## Text:
-----

Based on the formula of expected value $$E(x)=\sum x\cdot p(x)$$ We have $$t= \frac15\cdot50 + \frac15\cdot20 + \frac15\cdot20 + \frac15\cdot5 + \frac15\cdot5=20$$ and $$s= \frac{50}{100}\cdot50 + \frac{20}{100}\cdot20 + \frac{20}{100}\cdot20 + \frac{5}{100}\cdot5 + \frac{5}{100}\cdot5=33.5$$ So $$t-s=-13.5$$

Let $M$ be the least common multiple of all the integers $10$ through $30,$ inclusive. Let $N$ be the least common multiple of $M,32,33,34,35,36,37,38,39,$ and $40.$ What is the value of $\dfrac{N}{M}?$

$\textbf{(A)}\ 1 \qquad\textbf{(B)}\ 2 \qquad\textbf{(C)}\ 37 \qquad\textbf{(D)}\ 74 \qquad\textbf{(E)}\ 2886$

$\textbf{D}$

By the definition of least common mutiple, we take the greatest powers of the prime numbers of the prime factorization of all the numbers, so \[M = 2^4 \cdot 3^3 \cdot 5^2 \cdot 7 \cdot 11 \cdot 13 \cdot 17 \cdot 19 \cdot 23 \cdot 29.\] Based on the same logic, we find that\[N = M \cdot 2 \cdot 37\] Because we have an extra power of $2$ and an extra power of $37.$ Thus, $\dfrac{N}{M} = 2\cdot 37 = 74.$

A right rectangular prism whose surface area and volume are numerically equal has edge lengths $\log_{2}x, \log_{3}x,$ and $\log_{4}x.$ What is $x?$

$\textbf{(A)}\ 2\sqrt{6} \qquad\textbf{(B)}\ 6\sqrt{6} \qquad\textbf{(C)}\ 24 \qquad\textbf{(D)}\ 48 \qquad\textbf{(E)}\ 576$

$\textbf{E}$

The surface area of this right rectangular prism is $2(\log_{2}x\log_{3}x+\log_{2}x\log_{4}x+\log_{3}x\log_{4}x).$

The volume of this right rectangular prism is $\log_{2}x\log_{3}x\log_{4}x.$

Now we know the surface area and the volume are equal, so we have\[2(\log_{2}x\log_{3}x+\log_{2}x\log_{4}x+\log_{3}x\log_{4}x)=\log_{2}x\log_{3}x\log_{4}x.\] Dividing both sides by $\log_{2}x\log_{3}x\log_{4}x,$ we get\[2\left(\frac{1}{\log_{4}x}+\frac{1}{\log_{3}x}+\frac{1}{\log_{2}x}\right)=1.\] Recall that $\log_{b}a=\dfrac{1}{\log_{a}b}$, the equation above can be rewrited as \[2(\log_{x}4+\log_{x}3+\log_{x}2)=1\] By adding together we have \[\log_x{(4\cdot3\cdot2)}^2=\log_x{576}=1\] Finally we get $x=576$

The base-nine representation of the number $N$ is $27{,}006{,}000{,}052_{nine}.$ What is the remainder when $N$ is divided by $5?$

$\textbf{(A) } 0\qquad\textbf{(B) } 1\qquad\textbf{(C) } 2\qquad\textbf{(D) } 3\qquad\textbf{(E) }4$

$\textbf{D}$

\[N= 2\cdot9^{10} + 7\cdot9^9 + 6\cdot9^6 + 5\cdot9 + 2\] Recall that $9\equiv-1\pmod{5}$, We expand $N$ by the definition of bases\[N\equiv 2\cdot(-1)^{10} + 7\cdot(-1)^9 + 6\cdot(-1)^6 + 5\cdot(-1) + 2\pmod{5}\] So we get \[N\equiv-2\pmod{5}\] Or \[N\equiv 3\pmod{5}\] Another way to solve the problem is to think about the last digit of base-nine $N$. We can find the pattern of the units digit of the power of 9. When the power is odd, the units digit is 9. When the power is even, the units digit is 1. So the expression of $N$ can be simplified as $$N=2\cdot1+7\cdot9+6\cdot1+5\cdot9+2=118$$ Hence, the reminder when $N$ is divided by 5 is 3.

-----

## Dataset:
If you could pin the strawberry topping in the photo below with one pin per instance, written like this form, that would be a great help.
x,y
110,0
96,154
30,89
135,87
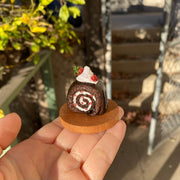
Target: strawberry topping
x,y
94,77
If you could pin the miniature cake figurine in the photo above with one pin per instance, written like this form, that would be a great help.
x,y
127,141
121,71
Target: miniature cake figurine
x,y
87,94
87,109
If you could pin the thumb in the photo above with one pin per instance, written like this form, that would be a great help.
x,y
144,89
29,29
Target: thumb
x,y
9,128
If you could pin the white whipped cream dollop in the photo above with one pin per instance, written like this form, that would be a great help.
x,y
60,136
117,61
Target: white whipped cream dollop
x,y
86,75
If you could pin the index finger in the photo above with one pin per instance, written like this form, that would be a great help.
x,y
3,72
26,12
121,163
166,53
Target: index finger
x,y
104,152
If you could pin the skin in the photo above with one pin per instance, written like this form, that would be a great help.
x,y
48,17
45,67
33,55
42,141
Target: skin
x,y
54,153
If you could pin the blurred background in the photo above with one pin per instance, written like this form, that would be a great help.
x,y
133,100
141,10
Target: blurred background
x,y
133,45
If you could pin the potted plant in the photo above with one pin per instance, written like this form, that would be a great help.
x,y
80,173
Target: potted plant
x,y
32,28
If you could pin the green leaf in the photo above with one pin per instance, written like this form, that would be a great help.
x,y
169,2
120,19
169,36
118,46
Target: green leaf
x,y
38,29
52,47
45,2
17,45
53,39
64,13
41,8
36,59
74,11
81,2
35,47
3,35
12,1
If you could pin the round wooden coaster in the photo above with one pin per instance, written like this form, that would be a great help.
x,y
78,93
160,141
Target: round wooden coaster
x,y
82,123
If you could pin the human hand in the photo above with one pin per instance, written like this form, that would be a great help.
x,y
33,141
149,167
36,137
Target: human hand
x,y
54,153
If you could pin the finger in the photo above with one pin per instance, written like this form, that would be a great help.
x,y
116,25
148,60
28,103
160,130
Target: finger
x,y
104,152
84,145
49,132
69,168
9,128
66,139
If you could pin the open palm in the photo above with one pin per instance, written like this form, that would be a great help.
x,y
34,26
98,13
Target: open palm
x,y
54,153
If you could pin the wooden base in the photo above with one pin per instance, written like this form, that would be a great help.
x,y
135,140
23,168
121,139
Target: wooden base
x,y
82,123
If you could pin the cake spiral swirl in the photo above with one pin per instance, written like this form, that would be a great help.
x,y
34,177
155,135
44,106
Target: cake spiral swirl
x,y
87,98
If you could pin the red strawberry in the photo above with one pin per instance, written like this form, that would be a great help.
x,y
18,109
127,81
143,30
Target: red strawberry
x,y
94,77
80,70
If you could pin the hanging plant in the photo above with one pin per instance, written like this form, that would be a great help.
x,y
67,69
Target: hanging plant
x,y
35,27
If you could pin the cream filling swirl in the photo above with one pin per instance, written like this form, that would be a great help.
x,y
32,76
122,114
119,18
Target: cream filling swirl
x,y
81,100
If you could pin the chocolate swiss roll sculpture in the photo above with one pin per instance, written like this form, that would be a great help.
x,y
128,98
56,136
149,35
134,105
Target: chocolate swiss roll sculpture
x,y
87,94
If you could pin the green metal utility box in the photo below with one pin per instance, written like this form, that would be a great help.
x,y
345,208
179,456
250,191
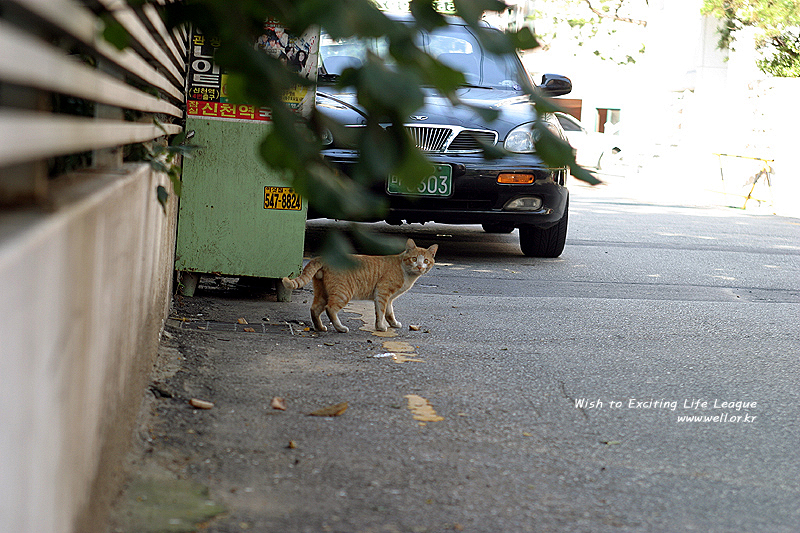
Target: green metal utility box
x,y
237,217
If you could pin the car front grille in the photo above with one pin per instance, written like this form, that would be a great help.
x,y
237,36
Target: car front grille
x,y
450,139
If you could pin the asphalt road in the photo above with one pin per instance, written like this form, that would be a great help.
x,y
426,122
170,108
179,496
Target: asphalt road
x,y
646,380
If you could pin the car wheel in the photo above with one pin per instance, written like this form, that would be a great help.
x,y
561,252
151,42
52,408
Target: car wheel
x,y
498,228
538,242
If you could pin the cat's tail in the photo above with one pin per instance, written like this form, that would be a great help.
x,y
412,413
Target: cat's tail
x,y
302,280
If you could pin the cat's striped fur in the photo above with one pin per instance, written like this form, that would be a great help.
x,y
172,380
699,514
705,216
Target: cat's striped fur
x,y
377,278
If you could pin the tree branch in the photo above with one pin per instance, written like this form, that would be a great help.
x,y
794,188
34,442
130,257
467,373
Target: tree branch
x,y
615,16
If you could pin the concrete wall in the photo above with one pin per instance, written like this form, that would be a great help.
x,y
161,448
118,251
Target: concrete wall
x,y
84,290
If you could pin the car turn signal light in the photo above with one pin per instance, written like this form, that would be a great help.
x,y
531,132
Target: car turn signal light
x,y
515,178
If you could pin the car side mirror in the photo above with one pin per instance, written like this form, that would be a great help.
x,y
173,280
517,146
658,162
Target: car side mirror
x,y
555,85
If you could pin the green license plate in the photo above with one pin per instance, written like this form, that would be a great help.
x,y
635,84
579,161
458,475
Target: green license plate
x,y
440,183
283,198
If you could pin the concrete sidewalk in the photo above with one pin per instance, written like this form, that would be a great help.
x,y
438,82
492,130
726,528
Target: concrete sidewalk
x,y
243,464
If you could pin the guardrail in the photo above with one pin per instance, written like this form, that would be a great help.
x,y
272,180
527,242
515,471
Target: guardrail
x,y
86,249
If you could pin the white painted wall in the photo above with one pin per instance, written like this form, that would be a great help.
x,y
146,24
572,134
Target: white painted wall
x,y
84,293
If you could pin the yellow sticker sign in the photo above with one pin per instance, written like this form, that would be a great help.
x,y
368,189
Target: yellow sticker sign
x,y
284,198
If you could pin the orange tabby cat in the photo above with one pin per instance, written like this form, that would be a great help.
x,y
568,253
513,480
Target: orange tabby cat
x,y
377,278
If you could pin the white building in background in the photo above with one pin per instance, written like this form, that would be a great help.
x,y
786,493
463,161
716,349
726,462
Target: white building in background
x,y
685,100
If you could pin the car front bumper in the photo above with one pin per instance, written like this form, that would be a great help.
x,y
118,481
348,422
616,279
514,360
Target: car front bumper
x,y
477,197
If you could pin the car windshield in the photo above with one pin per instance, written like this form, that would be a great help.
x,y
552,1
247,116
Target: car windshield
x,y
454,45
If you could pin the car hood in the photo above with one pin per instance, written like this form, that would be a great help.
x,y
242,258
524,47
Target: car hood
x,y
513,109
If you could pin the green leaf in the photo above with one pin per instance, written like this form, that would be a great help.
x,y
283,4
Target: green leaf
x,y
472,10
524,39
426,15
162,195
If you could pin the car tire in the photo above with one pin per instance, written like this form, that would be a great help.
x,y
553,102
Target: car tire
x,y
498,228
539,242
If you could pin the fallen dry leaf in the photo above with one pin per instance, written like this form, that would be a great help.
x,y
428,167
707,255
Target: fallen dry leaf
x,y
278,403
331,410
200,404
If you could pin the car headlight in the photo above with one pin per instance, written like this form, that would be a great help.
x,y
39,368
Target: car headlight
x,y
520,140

-----

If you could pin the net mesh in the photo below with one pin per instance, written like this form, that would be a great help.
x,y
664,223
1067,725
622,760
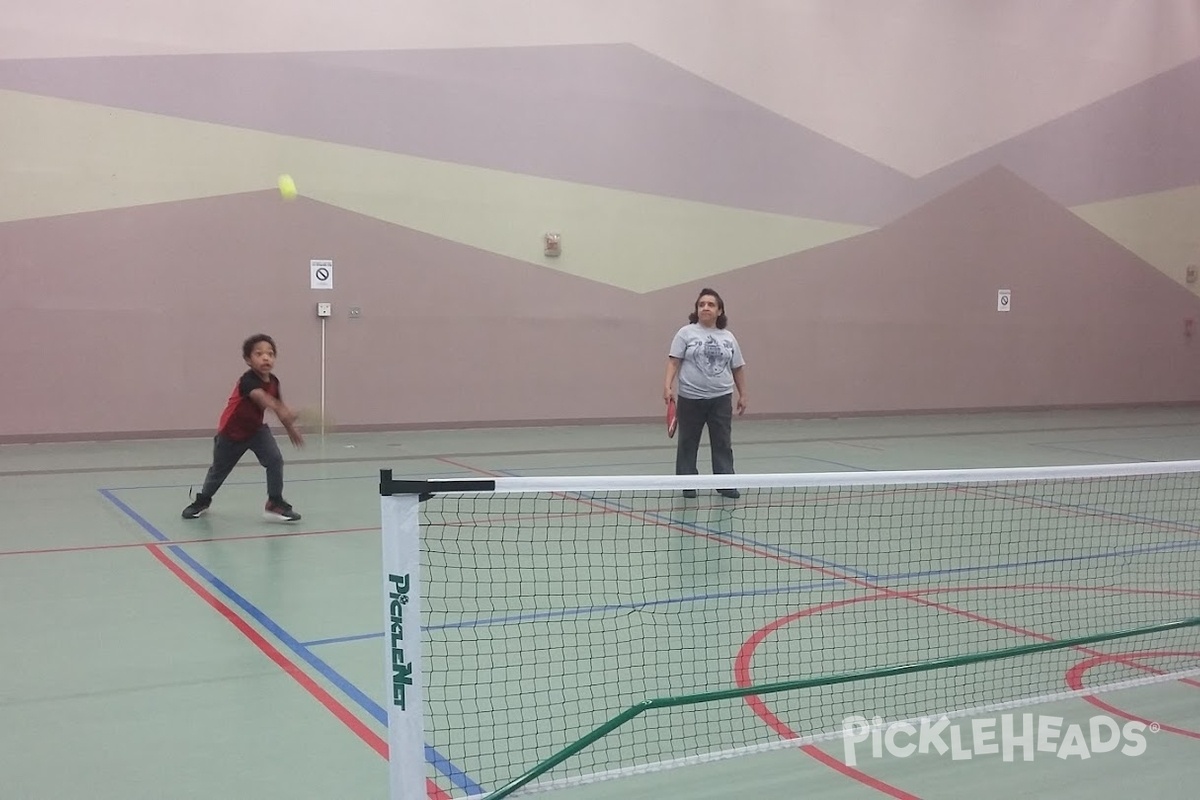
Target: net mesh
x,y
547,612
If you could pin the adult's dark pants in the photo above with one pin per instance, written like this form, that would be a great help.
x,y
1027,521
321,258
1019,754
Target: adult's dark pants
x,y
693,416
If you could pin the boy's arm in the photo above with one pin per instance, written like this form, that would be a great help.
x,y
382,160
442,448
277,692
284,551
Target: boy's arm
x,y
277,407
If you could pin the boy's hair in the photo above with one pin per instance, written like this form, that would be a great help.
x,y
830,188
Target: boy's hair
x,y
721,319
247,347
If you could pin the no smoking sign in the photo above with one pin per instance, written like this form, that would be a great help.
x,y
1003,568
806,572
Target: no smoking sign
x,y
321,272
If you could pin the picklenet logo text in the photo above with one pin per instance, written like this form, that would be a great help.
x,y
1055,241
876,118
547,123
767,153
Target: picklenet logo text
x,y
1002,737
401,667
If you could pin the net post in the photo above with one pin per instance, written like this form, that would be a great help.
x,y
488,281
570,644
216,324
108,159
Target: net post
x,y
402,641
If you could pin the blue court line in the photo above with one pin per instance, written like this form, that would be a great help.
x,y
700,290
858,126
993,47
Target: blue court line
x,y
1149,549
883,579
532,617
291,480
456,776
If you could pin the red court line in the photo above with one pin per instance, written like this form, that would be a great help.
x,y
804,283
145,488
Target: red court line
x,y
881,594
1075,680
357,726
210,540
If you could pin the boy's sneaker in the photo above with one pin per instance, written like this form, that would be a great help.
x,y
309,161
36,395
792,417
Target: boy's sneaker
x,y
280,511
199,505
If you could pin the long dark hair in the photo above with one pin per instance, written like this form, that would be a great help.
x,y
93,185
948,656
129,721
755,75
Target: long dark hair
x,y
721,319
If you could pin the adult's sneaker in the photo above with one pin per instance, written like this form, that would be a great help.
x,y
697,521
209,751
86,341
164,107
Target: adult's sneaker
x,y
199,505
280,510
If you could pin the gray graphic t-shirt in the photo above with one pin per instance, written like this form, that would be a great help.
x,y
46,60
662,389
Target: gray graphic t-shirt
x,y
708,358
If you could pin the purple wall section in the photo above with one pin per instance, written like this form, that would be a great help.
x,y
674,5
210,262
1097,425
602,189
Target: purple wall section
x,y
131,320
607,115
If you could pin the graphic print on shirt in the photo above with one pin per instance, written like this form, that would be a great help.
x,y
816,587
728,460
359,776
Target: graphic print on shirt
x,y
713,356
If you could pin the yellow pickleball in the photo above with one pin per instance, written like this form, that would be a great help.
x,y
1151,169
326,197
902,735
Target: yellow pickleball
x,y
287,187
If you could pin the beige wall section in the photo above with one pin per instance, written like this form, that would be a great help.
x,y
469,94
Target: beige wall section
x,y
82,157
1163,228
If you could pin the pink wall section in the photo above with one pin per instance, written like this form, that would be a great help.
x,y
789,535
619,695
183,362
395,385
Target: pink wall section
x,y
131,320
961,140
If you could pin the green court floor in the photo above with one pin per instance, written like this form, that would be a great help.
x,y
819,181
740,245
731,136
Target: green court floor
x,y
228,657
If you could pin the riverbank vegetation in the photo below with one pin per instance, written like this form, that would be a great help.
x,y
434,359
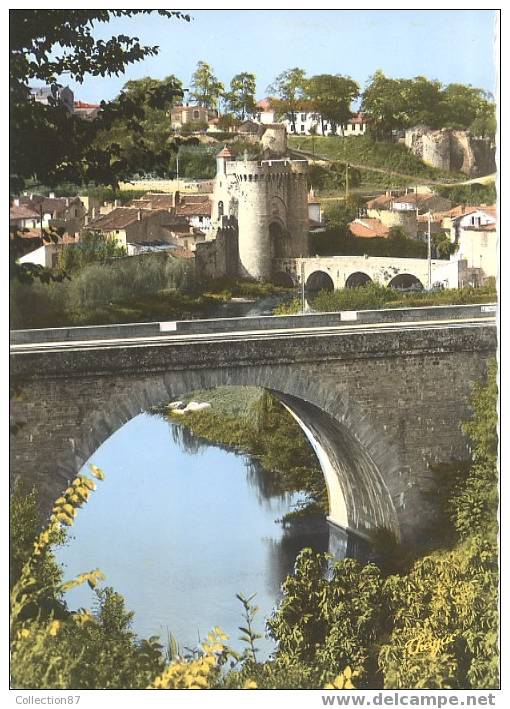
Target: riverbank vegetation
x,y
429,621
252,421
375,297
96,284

-----

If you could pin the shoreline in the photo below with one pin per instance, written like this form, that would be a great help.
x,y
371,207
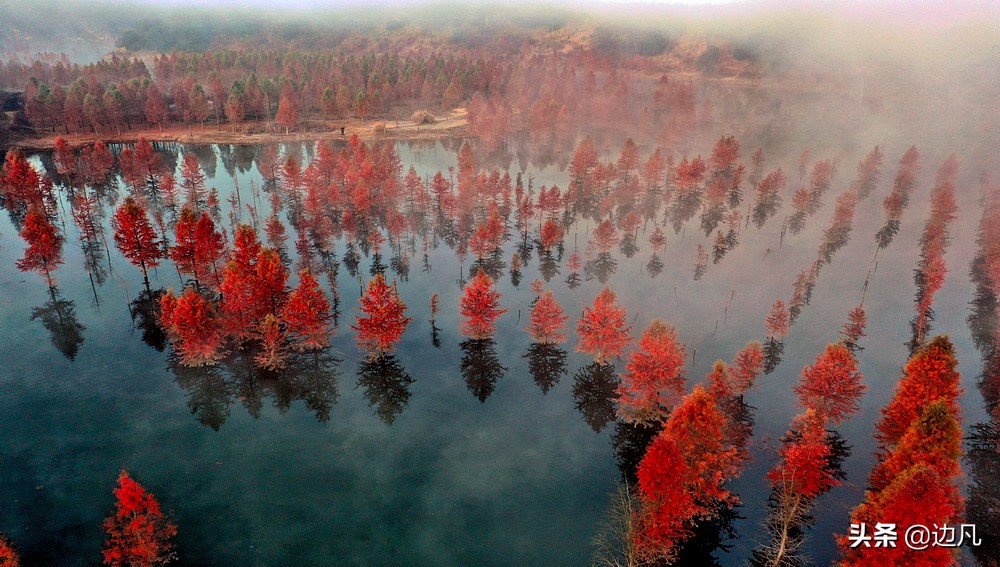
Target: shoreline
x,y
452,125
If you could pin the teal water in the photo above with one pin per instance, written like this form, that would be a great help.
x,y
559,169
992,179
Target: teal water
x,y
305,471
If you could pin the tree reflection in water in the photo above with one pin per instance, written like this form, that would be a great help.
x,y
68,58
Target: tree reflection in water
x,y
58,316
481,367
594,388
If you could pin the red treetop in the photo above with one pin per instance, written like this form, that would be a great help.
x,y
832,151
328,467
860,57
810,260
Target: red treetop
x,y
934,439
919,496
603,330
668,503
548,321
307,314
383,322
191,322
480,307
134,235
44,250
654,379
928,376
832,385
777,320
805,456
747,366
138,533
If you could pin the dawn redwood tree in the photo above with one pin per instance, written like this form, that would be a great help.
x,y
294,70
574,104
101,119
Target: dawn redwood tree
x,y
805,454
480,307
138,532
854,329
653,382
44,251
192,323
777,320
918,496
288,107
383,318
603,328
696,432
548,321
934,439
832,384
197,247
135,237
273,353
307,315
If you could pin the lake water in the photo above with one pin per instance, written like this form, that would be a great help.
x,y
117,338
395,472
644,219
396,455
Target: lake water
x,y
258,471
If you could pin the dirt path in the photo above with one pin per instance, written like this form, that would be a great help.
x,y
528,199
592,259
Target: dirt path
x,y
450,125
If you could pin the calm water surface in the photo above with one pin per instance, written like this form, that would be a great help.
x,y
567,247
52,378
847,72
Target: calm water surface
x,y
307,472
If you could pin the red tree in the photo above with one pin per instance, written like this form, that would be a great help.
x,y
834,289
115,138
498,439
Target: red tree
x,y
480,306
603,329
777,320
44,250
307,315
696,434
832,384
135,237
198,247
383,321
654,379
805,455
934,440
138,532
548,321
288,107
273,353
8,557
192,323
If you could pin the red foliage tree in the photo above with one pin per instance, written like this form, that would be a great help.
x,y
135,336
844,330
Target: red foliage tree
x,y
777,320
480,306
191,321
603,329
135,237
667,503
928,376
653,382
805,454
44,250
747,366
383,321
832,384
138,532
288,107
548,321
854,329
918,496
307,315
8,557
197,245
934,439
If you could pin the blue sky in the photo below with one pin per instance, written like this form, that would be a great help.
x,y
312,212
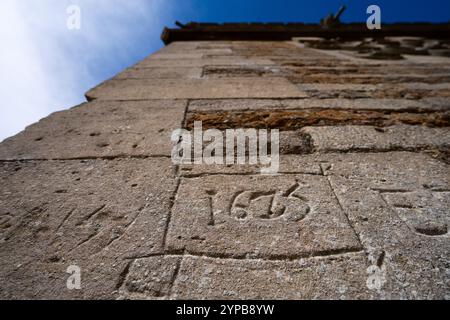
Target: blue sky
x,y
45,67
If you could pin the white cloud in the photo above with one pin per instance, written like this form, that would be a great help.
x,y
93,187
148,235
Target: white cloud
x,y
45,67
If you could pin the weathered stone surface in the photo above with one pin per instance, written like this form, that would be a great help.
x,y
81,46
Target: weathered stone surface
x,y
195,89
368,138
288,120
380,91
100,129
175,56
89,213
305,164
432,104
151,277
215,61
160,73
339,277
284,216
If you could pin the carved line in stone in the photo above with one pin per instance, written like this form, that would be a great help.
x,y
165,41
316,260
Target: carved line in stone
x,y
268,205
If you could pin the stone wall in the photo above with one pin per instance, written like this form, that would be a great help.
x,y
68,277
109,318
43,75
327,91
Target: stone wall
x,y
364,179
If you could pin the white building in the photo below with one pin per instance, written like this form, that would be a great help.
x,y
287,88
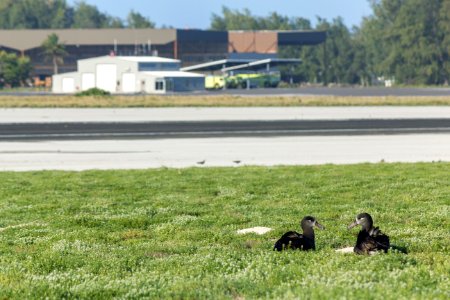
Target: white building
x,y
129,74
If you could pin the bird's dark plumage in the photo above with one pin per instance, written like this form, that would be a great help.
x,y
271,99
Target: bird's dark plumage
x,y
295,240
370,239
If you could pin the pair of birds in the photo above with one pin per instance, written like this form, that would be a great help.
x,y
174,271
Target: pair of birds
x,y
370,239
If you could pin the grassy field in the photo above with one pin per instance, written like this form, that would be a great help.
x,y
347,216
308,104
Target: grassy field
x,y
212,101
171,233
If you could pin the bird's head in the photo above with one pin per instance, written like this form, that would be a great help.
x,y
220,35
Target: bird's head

-----

## Objectives:
A) In the contest math text, what value of x makes the prism's surface area and volume numerically equal?
B) Please resume the contest math text from the point where it stops.
The listing is separate material, unrelated to the contest math text.

## Responses to the tasks:
A) x = 576

B)
Consider two concentric circles of radius $17$ and $19.$ The larger circle has a chord, half of which lies inside the smaller circle. What is the length of the chord in the larger circle?

$\textbf{(A)}\ 12\sqrt{2} \qquad\textbf{(B)}\ 10\sqrt{3} \qquad\textbf{(C)}\ \sqrt{17 \cdot 19} \qquad\textbf{(D)}\ 18 \qquad\textbf{(E)}\ 8\sqrt{6}$

$\textbf{E}$

Let the length of the chord be $x$. By the Pythagorean Theorem, the distance from the center of circle to the chord can be expressed as $\sqrt{17^2-\left(\dfrac{x}{4}\right)^2}$ or $\sqrt{19^2-\left(\dfrac{x}{2}\right)^2}$. Hence, we get $$\sqrt{17^2-\left(\dfrac{x}{4}\right)^2}=\sqrt{19^2-\left(\dfrac{x}{2}\right)^2}$$ So the length of the chord in the is $x=8\sqrt6$.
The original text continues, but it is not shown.